START Provided entries

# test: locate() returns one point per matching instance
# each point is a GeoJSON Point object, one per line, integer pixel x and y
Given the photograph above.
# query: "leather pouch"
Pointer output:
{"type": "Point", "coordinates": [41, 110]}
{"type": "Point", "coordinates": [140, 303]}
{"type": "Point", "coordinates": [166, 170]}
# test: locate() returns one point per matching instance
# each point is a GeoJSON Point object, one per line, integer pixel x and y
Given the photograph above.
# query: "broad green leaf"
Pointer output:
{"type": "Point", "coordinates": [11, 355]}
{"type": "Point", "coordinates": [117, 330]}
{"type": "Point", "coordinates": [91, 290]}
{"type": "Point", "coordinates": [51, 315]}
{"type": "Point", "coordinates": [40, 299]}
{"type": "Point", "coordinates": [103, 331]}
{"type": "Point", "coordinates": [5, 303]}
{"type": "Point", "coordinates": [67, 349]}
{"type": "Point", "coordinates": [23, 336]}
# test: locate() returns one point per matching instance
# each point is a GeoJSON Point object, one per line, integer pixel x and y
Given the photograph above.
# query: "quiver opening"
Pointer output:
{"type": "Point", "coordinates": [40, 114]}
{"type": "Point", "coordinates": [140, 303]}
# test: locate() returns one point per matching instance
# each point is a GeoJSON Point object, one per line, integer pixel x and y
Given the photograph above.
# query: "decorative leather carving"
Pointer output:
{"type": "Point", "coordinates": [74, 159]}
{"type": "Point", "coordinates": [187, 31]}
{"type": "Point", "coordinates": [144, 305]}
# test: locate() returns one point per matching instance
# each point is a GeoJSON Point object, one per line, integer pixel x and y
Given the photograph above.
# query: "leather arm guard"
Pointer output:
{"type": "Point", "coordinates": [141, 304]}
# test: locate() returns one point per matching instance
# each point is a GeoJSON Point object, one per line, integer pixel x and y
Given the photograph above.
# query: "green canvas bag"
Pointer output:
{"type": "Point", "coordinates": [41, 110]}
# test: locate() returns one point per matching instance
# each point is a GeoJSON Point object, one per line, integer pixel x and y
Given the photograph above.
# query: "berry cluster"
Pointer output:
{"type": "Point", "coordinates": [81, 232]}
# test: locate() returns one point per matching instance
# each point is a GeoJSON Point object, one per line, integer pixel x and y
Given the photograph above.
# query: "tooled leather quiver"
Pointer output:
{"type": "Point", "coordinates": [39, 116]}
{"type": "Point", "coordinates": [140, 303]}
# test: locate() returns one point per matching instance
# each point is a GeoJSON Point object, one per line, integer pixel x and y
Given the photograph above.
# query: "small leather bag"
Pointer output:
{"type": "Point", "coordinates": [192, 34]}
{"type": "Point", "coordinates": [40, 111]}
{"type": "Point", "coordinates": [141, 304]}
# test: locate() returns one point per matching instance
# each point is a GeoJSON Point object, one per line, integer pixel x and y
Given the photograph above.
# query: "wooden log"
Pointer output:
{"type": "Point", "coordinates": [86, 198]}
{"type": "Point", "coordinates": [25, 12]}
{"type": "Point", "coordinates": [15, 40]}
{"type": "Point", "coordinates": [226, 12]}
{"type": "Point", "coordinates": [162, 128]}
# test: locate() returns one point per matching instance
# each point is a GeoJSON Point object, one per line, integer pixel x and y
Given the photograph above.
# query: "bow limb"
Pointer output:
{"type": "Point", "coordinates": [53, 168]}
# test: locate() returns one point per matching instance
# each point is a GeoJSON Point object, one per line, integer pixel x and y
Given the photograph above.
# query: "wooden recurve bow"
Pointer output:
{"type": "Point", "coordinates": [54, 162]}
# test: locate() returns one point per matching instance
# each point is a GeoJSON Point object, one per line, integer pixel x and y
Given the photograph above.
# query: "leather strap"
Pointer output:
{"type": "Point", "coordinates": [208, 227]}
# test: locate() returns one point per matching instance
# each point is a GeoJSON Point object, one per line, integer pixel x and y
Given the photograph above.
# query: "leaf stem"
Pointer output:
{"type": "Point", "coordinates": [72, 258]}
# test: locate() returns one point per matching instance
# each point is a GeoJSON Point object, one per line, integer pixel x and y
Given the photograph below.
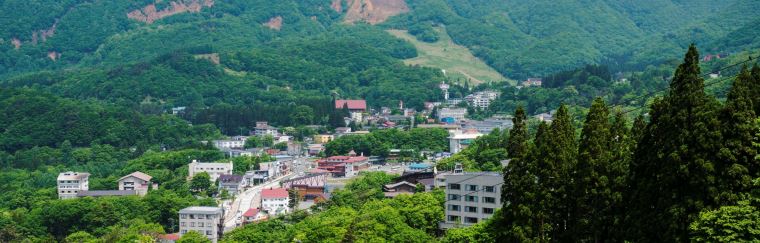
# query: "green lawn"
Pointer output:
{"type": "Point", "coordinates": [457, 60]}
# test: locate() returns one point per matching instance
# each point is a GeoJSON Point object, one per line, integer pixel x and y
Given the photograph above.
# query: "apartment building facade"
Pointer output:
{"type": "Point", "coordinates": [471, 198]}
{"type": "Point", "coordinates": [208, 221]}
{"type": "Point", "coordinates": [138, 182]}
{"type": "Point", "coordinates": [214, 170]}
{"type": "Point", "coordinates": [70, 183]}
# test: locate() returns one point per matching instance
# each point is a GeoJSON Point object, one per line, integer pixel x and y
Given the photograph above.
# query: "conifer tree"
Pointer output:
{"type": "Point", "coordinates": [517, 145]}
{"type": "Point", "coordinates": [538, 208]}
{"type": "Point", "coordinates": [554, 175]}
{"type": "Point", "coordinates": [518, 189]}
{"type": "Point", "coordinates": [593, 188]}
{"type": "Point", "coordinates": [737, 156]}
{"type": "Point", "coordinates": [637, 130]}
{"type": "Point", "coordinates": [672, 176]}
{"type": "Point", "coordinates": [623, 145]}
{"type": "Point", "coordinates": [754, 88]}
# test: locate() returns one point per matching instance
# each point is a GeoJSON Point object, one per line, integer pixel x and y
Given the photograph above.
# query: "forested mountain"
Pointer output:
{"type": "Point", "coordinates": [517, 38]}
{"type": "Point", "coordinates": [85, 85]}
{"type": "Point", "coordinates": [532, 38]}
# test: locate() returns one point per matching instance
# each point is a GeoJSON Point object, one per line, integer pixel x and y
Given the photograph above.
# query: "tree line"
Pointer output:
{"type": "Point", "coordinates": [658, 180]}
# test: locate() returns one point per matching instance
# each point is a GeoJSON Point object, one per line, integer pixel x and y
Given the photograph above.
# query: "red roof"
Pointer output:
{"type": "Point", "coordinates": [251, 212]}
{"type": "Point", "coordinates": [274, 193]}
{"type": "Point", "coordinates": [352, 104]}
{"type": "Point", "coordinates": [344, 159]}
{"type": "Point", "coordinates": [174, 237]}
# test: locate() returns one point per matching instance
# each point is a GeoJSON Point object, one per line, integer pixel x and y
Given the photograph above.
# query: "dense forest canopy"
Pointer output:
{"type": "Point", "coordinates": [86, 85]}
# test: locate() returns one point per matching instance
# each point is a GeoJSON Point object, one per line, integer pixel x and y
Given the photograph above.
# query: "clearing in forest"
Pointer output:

END Provided entries

Task instructions:
Every line above should be returned exactly; the pictures stay out.

Final result:
# test: locate() returns one point per matching instance
# each point is a GeoJSON Point object, one per line, integer pixel x and y
Given the photograph above.
# query: "leather pouch"
Pointer output:
{"type": "Point", "coordinates": [41, 110]}
{"type": "Point", "coordinates": [140, 303]}
{"type": "Point", "coordinates": [166, 170]}
# test: locate() returns one point per matching instance
# each point is a GeoJSON Point object, one per line, integer pixel x and y
Given the photograph above.
# query: "broad green leaf"
Pointer output:
{"type": "Point", "coordinates": [11, 355]}
{"type": "Point", "coordinates": [117, 330]}
{"type": "Point", "coordinates": [91, 290]}
{"type": "Point", "coordinates": [51, 315]}
{"type": "Point", "coordinates": [40, 299]}
{"type": "Point", "coordinates": [103, 331]}
{"type": "Point", "coordinates": [5, 303]}
{"type": "Point", "coordinates": [67, 349]}
{"type": "Point", "coordinates": [23, 336]}
# test: locate() returns one point per matching instance
# each point is a GeoJSON Point object, one per line, integer pixel x and y
Given the photograph above.
# query: "quiver opening"
Pointer output:
{"type": "Point", "coordinates": [40, 114]}
{"type": "Point", "coordinates": [140, 303]}
# test: locate() returns one point per matching instance
# each point is a GeoJSON Point object, one per line, integer pixel x and y
Given the photograph above.
# query: "decorative leather carving"
Pointer output:
{"type": "Point", "coordinates": [74, 159]}
{"type": "Point", "coordinates": [187, 31]}
{"type": "Point", "coordinates": [144, 305]}
# test: locate() returns one point per matching instance
# each point is a GeoJSON Point object, one per line, integer pixel x and y
Given the photograph above.
# query: "leather arm guard"
Pointer output:
{"type": "Point", "coordinates": [141, 304]}
# test: locate() returns one point per matching instance
# each point is a GeoJSON Point object, one per line, integer pixel x and y
Given the photograph above.
# query: "green canvas bag"
Pointer output:
{"type": "Point", "coordinates": [41, 110]}
# test: locate() returns one point per matching instance
# each point is a GeoJSON Point object, one per line, integer pixel x and y
Given the photograph above.
# query: "berry cluster"
Pointer output:
{"type": "Point", "coordinates": [81, 232]}
# test: locate() returns one point per matching instance
# each point is a GeoJSON Point object, one per line, integer pixel x and y
Given the photograph above.
# query: "tooled leather quiver"
Pointer output:
{"type": "Point", "coordinates": [39, 116]}
{"type": "Point", "coordinates": [140, 303]}
# test: locate() returns one point per matching instance
# each point is a GeoJSON Point object, one per line, integer pixel x and y
Given the photograph above.
# query: "small leather bag"
Pointer output:
{"type": "Point", "coordinates": [192, 34]}
{"type": "Point", "coordinates": [40, 111]}
{"type": "Point", "coordinates": [141, 304]}
# test: locate() returns one point per matching instance
# each point is a GeoJSON Point object, one per line, integer pixel x and y
Given the photograph above.
# query: "wooden log"
Pointer output:
{"type": "Point", "coordinates": [86, 198]}
{"type": "Point", "coordinates": [25, 12]}
{"type": "Point", "coordinates": [15, 40]}
{"type": "Point", "coordinates": [226, 12]}
{"type": "Point", "coordinates": [162, 128]}
# test: locate() returns one point per matching instance
# each point is a GeoJSON Point object, one per line, integer pixel x and y
Given the photograph above.
# query: "bow limb"
Pointer output:
{"type": "Point", "coordinates": [53, 168]}
# test: locate() returns one point per matching instance
# each point is a GeoJSON Point object, one per line, integer pixel x and y
Given the photograph above.
# query: "wooden recurve bow"
Pointer output:
{"type": "Point", "coordinates": [54, 162]}
# test: locate() returns one point per matching instance
# each point is a GeoJSON Point object, one per line, integer pixel x and y
Given the photograph above.
# query: "leather strap"
Pointer output:
{"type": "Point", "coordinates": [208, 227]}
# test: locate() returns one point per matching instance
# each point is a GeoJSON Point object, one per line, integer pixel x and y
Given the photograph above.
# query: "leaf stem"
Pointer output:
{"type": "Point", "coordinates": [72, 258]}
# test: locate() returns one point per matching instance
# each point is a GeoJSON Point object, one per line, integer pixel x and y
Given the photograph below.
# query: "green lawn"
Pointer output:
{"type": "Point", "coordinates": [457, 60]}
# test: locate() returns one point per matching instance
# each point is a GeoJSON Point object, one per line, integer pixel x and y
Given the photograph above.
# query: "apartment building facade"
Pointer output:
{"type": "Point", "coordinates": [471, 198]}
{"type": "Point", "coordinates": [208, 221]}
{"type": "Point", "coordinates": [138, 182]}
{"type": "Point", "coordinates": [214, 170]}
{"type": "Point", "coordinates": [70, 183]}
# test: locate() returns one point per matching instance
# each point is a GeoJSON Point object, one per line, integer pixel x and y
Given the photograph above.
# query: "conifer tree"
Pointer output:
{"type": "Point", "coordinates": [517, 145]}
{"type": "Point", "coordinates": [538, 208]}
{"type": "Point", "coordinates": [554, 175]}
{"type": "Point", "coordinates": [518, 189]}
{"type": "Point", "coordinates": [593, 188]}
{"type": "Point", "coordinates": [737, 156]}
{"type": "Point", "coordinates": [637, 130]}
{"type": "Point", "coordinates": [672, 176]}
{"type": "Point", "coordinates": [623, 145]}
{"type": "Point", "coordinates": [754, 88]}
# test: locate() returns one point per matching instance
# each point is a GeoJSON Point object, one per line, integer pixel x and y
Given the photograph above.
# query: "forested mountain"
Pointer output:
{"type": "Point", "coordinates": [517, 38]}
{"type": "Point", "coordinates": [85, 85]}
{"type": "Point", "coordinates": [532, 38]}
# test: locate() returns one point per matching instance
# each point is a GeoJSON Point object, one per line, integer pixel x and y
Given the photograph above.
# query: "tree line"
Pointer output:
{"type": "Point", "coordinates": [658, 180]}
# test: locate() returns one point per matching instance
# each point is a GeoJSON Point object, one per line, integer pixel x and y
Given the photograph above.
# query: "red roof"
Pointer output:
{"type": "Point", "coordinates": [251, 212]}
{"type": "Point", "coordinates": [274, 193]}
{"type": "Point", "coordinates": [352, 104]}
{"type": "Point", "coordinates": [344, 159]}
{"type": "Point", "coordinates": [174, 237]}
# test: locate() returns one point per matching instance
# each point is a GeoJSON Point object, one per line, integer pixel x and y
Given the photograph above.
# query: "dense forest canopy"
Pointer output:
{"type": "Point", "coordinates": [86, 85]}
# test: locate() returns one point per matching instance
# each point is a GeoJSON Point object, one per line, integer pixel x and y
Given the photograph above.
# query: "clearing in forest"
Pointer output:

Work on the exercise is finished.